### SET PROBLEM
Switch each "Your answer" in the data below to "Response" and write the data out again with nothing else changed.

+++ PROVIDED DATA

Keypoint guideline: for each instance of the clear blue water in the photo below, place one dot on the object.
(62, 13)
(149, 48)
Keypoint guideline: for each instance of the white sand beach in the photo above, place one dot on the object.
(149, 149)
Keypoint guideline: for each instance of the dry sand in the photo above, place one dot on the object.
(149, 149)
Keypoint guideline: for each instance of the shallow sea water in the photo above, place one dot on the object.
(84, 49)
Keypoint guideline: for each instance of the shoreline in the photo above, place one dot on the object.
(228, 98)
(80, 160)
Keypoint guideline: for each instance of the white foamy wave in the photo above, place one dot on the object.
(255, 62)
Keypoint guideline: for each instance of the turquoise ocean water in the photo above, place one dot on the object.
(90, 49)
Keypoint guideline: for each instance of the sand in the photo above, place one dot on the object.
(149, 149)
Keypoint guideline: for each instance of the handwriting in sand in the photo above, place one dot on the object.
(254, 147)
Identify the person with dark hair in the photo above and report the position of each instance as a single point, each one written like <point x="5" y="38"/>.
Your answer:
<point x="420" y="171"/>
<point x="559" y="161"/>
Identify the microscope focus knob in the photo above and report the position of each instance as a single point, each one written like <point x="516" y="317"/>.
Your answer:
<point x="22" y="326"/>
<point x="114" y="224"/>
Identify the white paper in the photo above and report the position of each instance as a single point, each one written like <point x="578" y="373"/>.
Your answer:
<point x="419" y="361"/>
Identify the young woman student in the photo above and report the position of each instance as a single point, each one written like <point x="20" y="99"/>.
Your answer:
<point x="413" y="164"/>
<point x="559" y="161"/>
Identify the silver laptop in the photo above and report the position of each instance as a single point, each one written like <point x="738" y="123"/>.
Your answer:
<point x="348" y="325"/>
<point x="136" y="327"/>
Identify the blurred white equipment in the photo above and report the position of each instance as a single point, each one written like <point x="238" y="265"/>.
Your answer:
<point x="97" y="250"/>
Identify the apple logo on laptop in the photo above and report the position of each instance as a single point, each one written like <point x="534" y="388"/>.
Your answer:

++++++

### CORRECT RESPONSE
Keypoint guideline: for each instance of the clear blue water in the photo below, place one dot on the object.
(62, 13)
(149, 48)
Keypoint guideline: for each instance of the white sand beach in the photo above, place one dot on the object.
(149, 149)
Keypoint guideline: for each instance of the dry sand in the photo above, place one dot on the object.
(149, 149)
Keypoint guideline: for each instance of the shallow sea water in the photo above, place one dot on the object.
(84, 49)
Keypoint guideline: for each instance of the shoreline in the photo above, place one dot on the object.
(228, 98)
(80, 160)
Keypoint guideline: for each instance of the white foamy wave in the photo above, place one dot on the object.
(255, 62)
Keypoint guideline: for each instance of the turquoise ocean water in the photo above, place one dot on the object.
(90, 49)
Keypoint guideline: for each instance of the sand in the photo above, place one dot on the object.
(149, 149)
Keypoint guideline: for each instance of the handwriting in sand in the photo above, place one dot on the object.
(254, 147)
Identify the person with dark hair in the photo above and report the position of each instance as a single point, each one written like <point x="5" y="38"/>.
Response:
<point x="420" y="171"/>
<point x="559" y="161"/>
Identify the microscope focus knob in the photo above and report the position of each instance as a single point, each one written like <point x="516" y="317"/>.
Response:
<point x="22" y="326"/>
<point x="114" y="224"/>
Identify the white paper in the photo above and report the position of each instance as a single point, each one written like <point x="578" y="373"/>.
Response:
<point x="419" y="361"/>
Identify the young woman student in the photo above and report the position of each instance as a single point, each one written like <point x="20" y="99"/>.
Response:
<point x="413" y="164"/>
<point x="559" y="161"/>
Identify the silver laptop in the photo above and report the position of each instance as a single point, each one written like <point x="738" y="123"/>.
Response:
<point x="348" y="325"/>
<point x="136" y="327"/>
Identify the blurred white equipment in the photo above and report the position of each instance as a single point, each one written like <point x="238" y="265"/>.
Response:
<point x="97" y="250"/>
Identify the apple logo on laptop in the photo above and report the position of each instance as a single point, each one written like <point x="534" y="388"/>.
Response:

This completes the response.